SELECTED EXTRACT =>
===

Justice S. Goel Punjab & Haryana HC APPEAL Hospital assault charges redrawnas Section 307 bid fails
[ High Court of Punjab and Haryana ]

Punjab & Haryana HC Modifies Charge Order: Drops Section 325 IPC, Substitutes Section 330, Rejects Bid to Add Section 307

Justice Sumeet Goel modified a Gurugram sessions court charge order in a hospital-assault case, replacing Section 325 with Section 330 IPC and rejecting the complainant’s attempt to add attempt-to-murder charges.

The High Court of Punjab and Haryana, in a common judgment pronounced on 29 May 2026, disposed of two connected criminal revision petitions arising from the same charge-framing order passed by the Additional Sessions Judge, Gurugram on 20 November 2024. Justice Sumeet Goel, sitting singly, modified that order by substituting Section 330 IPC for Section 325 IPC in the charges against the accused, while simultaneously rejecting the complainant’s prayer to add Section 307 (attempt to murder) and Section 379-B IPC. The judgment turns on the medical record consistently classifying the complainant’s injuries as simple in nature, and on the legal distinction between causing hurt to extort a confession (Section 330) and voluntarily causing grievous hurt (Section 325).

The Gurugram Hospital Assault and the Two Revision Petitions

FIR No. 173 dated 27 August 2023 was registered at Police Station New Colony, Gurugram, under Sections 147, 149, 323, 341, 379-B and 506 IPC at the instance of the complainant, Nishant Verma, against certain persons including the accused Dr. Rohit Lalit and others. The FIR alleged that the complainant was detained and assaulted inside a hospital and subjected to threats. The police investigation, however, found the allegations of snatching of a mobile phone, wallet, cash, dollars, a gold chain and a bracelet to be untrue, and deleted Section 379-B from the case vide a status report dated 29 September 2023.

===

ACTIVITIES =>
1) Please translate this sentence from the court report into Spanish: "Justice Sumeet Goel modified a Gurugram sessions court charge order in a hospital-assault case, replacing Section 325 with Section 330 IPC and rejecting the complainant’s attempt to add attempt-to-murder charges."
2) Continue the court report on the Gurugram hospital assault case, picking up after its last sentence.
The entries after the court report are not needed for any task.

===

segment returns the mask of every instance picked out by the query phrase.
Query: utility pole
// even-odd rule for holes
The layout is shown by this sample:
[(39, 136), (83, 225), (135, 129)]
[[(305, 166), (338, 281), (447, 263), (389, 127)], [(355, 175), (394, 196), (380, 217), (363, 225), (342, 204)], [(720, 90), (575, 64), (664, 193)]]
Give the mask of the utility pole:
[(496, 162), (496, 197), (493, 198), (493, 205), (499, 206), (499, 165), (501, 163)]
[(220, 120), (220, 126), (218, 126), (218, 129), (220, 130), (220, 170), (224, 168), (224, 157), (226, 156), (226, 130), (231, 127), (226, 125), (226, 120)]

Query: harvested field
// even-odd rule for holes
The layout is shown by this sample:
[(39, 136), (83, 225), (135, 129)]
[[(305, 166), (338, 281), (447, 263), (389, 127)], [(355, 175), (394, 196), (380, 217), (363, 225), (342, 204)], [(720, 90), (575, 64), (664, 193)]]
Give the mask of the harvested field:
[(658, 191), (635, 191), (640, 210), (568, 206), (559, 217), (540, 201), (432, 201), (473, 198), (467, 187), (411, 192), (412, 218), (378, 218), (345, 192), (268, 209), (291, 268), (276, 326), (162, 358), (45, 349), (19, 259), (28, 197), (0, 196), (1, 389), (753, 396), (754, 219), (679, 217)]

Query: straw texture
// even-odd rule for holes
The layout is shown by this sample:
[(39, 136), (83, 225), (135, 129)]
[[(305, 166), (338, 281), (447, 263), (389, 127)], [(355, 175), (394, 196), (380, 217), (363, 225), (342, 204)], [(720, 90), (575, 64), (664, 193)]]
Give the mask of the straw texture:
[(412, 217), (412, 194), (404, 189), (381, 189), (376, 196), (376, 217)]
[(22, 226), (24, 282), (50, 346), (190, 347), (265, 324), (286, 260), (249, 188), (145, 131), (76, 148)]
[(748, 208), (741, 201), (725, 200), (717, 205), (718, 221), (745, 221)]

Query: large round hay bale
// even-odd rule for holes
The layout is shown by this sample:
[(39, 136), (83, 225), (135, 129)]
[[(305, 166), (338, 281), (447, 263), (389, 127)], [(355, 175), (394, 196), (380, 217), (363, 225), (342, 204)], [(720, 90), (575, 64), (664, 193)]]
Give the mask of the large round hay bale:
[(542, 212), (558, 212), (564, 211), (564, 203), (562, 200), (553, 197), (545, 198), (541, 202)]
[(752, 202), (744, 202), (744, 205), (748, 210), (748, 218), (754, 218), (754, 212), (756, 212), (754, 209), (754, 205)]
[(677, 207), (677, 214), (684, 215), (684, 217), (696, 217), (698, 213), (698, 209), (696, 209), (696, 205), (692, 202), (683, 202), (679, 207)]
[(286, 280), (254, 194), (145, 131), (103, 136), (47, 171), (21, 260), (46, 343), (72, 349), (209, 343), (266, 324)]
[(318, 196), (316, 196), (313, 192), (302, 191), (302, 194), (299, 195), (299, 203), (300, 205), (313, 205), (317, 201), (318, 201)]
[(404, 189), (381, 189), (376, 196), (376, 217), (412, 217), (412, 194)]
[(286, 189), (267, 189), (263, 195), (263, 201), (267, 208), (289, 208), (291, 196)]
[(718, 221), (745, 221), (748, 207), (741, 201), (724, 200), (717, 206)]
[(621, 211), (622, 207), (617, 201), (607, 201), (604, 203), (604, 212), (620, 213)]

===

RESPONSES TO THE TASKS =>
1) El juez Sumeet Goel modificó una orden de acusación de un tribunal de sesiones de Gurugram en un caso de agresión en un hospital, sustituyendo la Sección 325 por la Sección 330 del IPC y rechazando el intento del denunciante de añadir cargos de intento de asesinato.

2)
The Medico Legal Report (MLR) dated 27 August 2023 recorded eleven injuries on the complainant’s body, including multiple contusions on the forehead, swelling around both eyes, nasal bleed, jaw pain, left shoulder pain, and contusions on the back. Subsequent police applications to the General Hospital, Gurugram, sought medical opinions on the nature of those injuries. The government doctors, after reviewing the discharge summary and the MLR, opined that injuries 1, 2, 3, 4, 5, 8, 9, 10 and 11 were simple in nature. The dental injury (injury No. 7) was separately examined; the Dental Surgeon at Civil Hospital, Sector 10, Gurugram, opined on 22 November 2023 that the dental injury was probably simple in nature, a view corroborated by the private dentist at Dental Makeover. An NCCT face scan dated 28 August 2023 showed the body, ramus, alveolar process and condylar process of the mandible to be normal.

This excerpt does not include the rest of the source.